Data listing
******

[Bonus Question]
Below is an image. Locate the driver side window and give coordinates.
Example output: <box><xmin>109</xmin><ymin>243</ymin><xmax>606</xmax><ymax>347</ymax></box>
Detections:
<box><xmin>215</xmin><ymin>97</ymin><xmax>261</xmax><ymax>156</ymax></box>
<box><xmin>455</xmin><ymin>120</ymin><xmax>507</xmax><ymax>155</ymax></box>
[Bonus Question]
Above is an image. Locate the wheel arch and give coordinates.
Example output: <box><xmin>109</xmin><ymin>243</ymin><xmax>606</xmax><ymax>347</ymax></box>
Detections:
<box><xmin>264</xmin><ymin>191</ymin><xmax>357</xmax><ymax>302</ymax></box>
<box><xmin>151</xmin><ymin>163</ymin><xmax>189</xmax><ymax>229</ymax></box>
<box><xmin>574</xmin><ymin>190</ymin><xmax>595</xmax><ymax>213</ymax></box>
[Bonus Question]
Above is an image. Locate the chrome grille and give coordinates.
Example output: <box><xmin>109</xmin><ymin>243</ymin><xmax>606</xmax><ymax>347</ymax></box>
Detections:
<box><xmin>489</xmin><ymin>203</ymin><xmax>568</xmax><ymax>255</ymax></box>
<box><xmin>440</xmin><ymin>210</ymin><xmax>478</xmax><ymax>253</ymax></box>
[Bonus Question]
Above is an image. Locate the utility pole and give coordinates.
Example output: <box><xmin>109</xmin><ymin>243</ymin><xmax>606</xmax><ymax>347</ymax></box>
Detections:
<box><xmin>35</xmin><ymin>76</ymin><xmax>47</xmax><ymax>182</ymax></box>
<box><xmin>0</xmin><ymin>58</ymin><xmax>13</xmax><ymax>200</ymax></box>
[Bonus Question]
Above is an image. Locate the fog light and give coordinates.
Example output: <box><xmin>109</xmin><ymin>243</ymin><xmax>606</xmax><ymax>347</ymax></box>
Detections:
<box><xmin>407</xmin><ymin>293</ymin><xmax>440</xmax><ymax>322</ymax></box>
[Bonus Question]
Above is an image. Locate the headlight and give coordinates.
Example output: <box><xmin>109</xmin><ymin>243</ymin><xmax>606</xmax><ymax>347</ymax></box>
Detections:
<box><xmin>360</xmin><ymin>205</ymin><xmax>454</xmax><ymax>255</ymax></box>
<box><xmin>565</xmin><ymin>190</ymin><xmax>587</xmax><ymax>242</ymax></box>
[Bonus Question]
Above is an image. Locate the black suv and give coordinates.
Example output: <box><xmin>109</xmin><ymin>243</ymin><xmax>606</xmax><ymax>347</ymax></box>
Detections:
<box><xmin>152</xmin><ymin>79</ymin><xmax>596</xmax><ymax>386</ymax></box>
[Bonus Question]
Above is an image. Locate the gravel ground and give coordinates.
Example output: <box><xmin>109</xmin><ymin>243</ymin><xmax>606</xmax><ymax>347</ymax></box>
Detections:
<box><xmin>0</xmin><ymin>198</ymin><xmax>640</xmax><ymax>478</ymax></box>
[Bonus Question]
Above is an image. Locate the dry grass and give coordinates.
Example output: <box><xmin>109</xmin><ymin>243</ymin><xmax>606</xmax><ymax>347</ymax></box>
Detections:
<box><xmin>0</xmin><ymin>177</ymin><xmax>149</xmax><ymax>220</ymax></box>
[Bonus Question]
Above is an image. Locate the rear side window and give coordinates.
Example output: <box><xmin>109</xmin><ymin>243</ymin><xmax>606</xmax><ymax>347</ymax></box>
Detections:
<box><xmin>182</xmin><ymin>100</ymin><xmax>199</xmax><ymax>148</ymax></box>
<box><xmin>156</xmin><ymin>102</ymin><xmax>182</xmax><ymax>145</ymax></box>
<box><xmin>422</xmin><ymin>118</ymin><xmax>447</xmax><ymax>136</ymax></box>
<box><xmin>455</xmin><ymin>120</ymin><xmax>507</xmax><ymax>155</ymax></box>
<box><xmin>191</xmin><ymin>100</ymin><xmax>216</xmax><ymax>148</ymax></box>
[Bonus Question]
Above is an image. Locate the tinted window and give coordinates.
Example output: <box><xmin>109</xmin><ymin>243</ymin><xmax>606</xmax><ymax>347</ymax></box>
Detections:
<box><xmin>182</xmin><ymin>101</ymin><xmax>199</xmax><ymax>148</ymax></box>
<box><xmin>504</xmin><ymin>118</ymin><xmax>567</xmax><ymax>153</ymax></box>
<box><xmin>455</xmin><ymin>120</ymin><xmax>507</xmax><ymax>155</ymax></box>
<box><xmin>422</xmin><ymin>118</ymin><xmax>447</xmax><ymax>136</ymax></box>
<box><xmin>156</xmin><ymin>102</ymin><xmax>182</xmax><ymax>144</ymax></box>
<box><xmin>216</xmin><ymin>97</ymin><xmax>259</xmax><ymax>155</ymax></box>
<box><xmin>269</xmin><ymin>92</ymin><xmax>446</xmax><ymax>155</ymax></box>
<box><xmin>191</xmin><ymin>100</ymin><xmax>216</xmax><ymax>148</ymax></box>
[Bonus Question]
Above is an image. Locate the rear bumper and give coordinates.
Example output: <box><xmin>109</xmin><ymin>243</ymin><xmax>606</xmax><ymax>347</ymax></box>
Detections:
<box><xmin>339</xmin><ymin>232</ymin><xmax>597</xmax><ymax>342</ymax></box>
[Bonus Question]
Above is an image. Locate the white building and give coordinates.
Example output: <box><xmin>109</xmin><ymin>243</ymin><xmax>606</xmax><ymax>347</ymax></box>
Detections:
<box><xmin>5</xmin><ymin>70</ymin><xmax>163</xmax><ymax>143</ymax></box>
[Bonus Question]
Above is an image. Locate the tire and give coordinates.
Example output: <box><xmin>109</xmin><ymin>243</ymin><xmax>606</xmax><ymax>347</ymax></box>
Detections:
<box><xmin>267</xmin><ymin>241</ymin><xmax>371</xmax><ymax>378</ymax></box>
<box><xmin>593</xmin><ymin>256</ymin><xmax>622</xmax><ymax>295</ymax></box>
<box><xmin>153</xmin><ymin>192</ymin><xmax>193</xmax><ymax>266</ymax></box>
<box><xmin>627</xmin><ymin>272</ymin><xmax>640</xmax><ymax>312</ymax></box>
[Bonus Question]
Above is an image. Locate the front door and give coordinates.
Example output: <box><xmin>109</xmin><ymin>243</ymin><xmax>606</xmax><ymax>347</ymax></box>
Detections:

******

WORK INSTRUCTIONS — Repeat back the data above, exact to the last character.

RESPONSE FOR THIS EXERCISE —
[Bonus Question]
Below is an image. Locate the driver side window and give coordinates.
Example output: <box><xmin>109</xmin><ymin>243</ymin><xmax>606</xmax><ymax>347</ymax></box>
Detections:
<box><xmin>215</xmin><ymin>97</ymin><xmax>261</xmax><ymax>156</ymax></box>
<box><xmin>455</xmin><ymin>120</ymin><xmax>507</xmax><ymax>155</ymax></box>
[Bonus Question]
Above is an image. Locate the wheel arch and give coordinates.
Example output: <box><xmin>109</xmin><ymin>243</ymin><xmax>606</xmax><ymax>347</ymax></box>
Detections:
<box><xmin>264</xmin><ymin>191</ymin><xmax>357</xmax><ymax>302</ymax></box>
<box><xmin>151</xmin><ymin>163</ymin><xmax>189</xmax><ymax>229</ymax></box>
<box><xmin>574</xmin><ymin>190</ymin><xmax>595</xmax><ymax>213</ymax></box>
[Bonus Question]
Above is an image. Locate the chrome grille and give coordinates.
Example output: <box><xmin>109</xmin><ymin>243</ymin><xmax>606</xmax><ymax>347</ymax></box>
Detections:
<box><xmin>489</xmin><ymin>203</ymin><xmax>568</xmax><ymax>255</ymax></box>
<box><xmin>440</xmin><ymin>210</ymin><xmax>478</xmax><ymax>253</ymax></box>
[Bonus Question]
Above is an image. Locate the utility pole and give coordinates.
Example output: <box><xmin>109</xmin><ymin>243</ymin><xmax>606</xmax><ymax>347</ymax></box>
Detections:
<box><xmin>35</xmin><ymin>76</ymin><xmax>47</xmax><ymax>182</ymax></box>
<box><xmin>0</xmin><ymin>58</ymin><xmax>13</xmax><ymax>200</ymax></box>
[Bonus Question]
Above is an image. Locate the fog light and give coordinates.
Example output: <box><xmin>109</xmin><ymin>243</ymin><xmax>606</xmax><ymax>347</ymax></box>
Detections:
<box><xmin>407</xmin><ymin>293</ymin><xmax>440</xmax><ymax>322</ymax></box>
[Bonus Question]
Above is an image. Locate the headlight and give coordinates.
Example output: <box><xmin>109</xmin><ymin>243</ymin><xmax>606</xmax><ymax>347</ymax></box>
Detections:
<box><xmin>360</xmin><ymin>205</ymin><xmax>454</xmax><ymax>255</ymax></box>
<box><xmin>565</xmin><ymin>190</ymin><xmax>587</xmax><ymax>242</ymax></box>
[Bonus Question]
Above is an image. Locate the black suv and give coordinates.
Example output: <box><xmin>109</xmin><ymin>243</ymin><xmax>606</xmax><ymax>347</ymax></box>
Detections:
<box><xmin>152</xmin><ymin>79</ymin><xmax>596</xmax><ymax>386</ymax></box>
[Bonus Question]
Above is an image. Locate the gravel ground and give coordinates.
Example output: <box><xmin>109</xmin><ymin>243</ymin><xmax>606</xmax><ymax>347</ymax></box>
Detections:
<box><xmin>0</xmin><ymin>198</ymin><xmax>640</xmax><ymax>478</ymax></box>
[Bonus Question]
Above is an image. Locate the dry grass and give coordinates.
Example output: <box><xmin>109</xmin><ymin>243</ymin><xmax>606</xmax><ymax>347</ymax></box>
Detections:
<box><xmin>0</xmin><ymin>177</ymin><xmax>149</xmax><ymax>220</ymax></box>
[Bonus Question]
Above is an image. Locate the rear side window and give coordinates.
Example output: <box><xmin>109</xmin><ymin>243</ymin><xmax>606</xmax><ymax>347</ymax></box>
Detections:
<box><xmin>182</xmin><ymin>100</ymin><xmax>199</xmax><ymax>148</ymax></box>
<box><xmin>156</xmin><ymin>102</ymin><xmax>182</xmax><ymax>145</ymax></box>
<box><xmin>422</xmin><ymin>118</ymin><xmax>447</xmax><ymax>136</ymax></box>
<box><xmin>455</xmin><ymin>120</ymin><xmax>507</xmax><ymax>155</ymax></box>
<box><xmin>191</xmin><ymin>100</ymin><xmax>216</xmax><ymax>148</ymax></box>
[Bonus Question]
Above is an image. Locate the tinted window and give coordinates.
Example output: <box><xmin>109</xmin><ymin>243</ymin><xmax>606</xmax><ymax>347</ymax></box>
Detections:
<box><xmin>182</xmin><ymin>101</ymin><xmax>199</xmax><ymax>148</ymax></box>
<box><xmin>504</xmin><ymin>118</ymin><xmax>567</xmax><ymax>153</ymax></box>
<box><xmin>455</xmin><ymin>120</ymin><xmax>507</xmax><ymax>155</ymax></box>
<box><xmin>422</xmin><ymin>118</ymin><xmax>447</xmax><ymax>136</ymax></box>
<box><xmin>156</xmin><ymin>102</ymin><xmax>182</xmax><ymax>144</ymax></box>
<box><xmin>216</xmin><ymin>97</ymin><xmax>259</xmax><ymax>155</ymax></box>
<box><xmin>269</xmin><ymin>92</ymin><xmax>446</xmax><ymax>155</ymax></box>
<box><xmin>191</xmin><ymin>100</ymin><xmax>216</xmax><ymax>148</ymax></box>
[Bonus Question]
Above is an image. Locate the rear bumper and give coordinates.
Example output: <box><xmin>109</xmin><ymin>243</ymin><xmax>606</xmax><ymax>347</ymax></box>
Detections:
<box><xmin>339</xmin><ymin>232</ymin><xmax>597</xmax><ymax>342</ymax></box>
[Bonus Question]
Above is an image. Locate the white building and give coordinates.
Example output: <box><xmin>109</xmin><ymin>243</ymin><xmax>606</xmax><ymax>347</ymax></box>
Detections:
<box><xmin>5</xmin><ymin>70</ymin><xmax>163</xmax><ymax>143</ymax></box>
[Bonus Question]
Above is an image. Locate the tire and give coordinates.
Example output: <box><xmin>109</xmin><ymin>243</ymin><xmax>606</xmax><ymax>347</ymax></box>
Detections:
<box><xmin>267</xmin><ymin>241</ymin><xmax>371</xmax><ymax>378</ymax></box>
<box><xmin>593</xmin><ymin>256</ymin><xmax>622</xmax><ymax>295</ymax></box>
<box><xmin>153</xmin><ymin>192</ymin><xmax>193</xmax><ymax>266</ymax></box>
<box><xmin>627</xmin><ymin>272</ymin><xmax>640</xmax><ymax>312</ymax></box>
[Bonus Question]
Above is an image. Locate the front door and give coordinates.
Example output: <box><xmin>109</xmin><ymin>243</ymin><xmax>606</xmax><ymax>347</ymax></box>
Detections:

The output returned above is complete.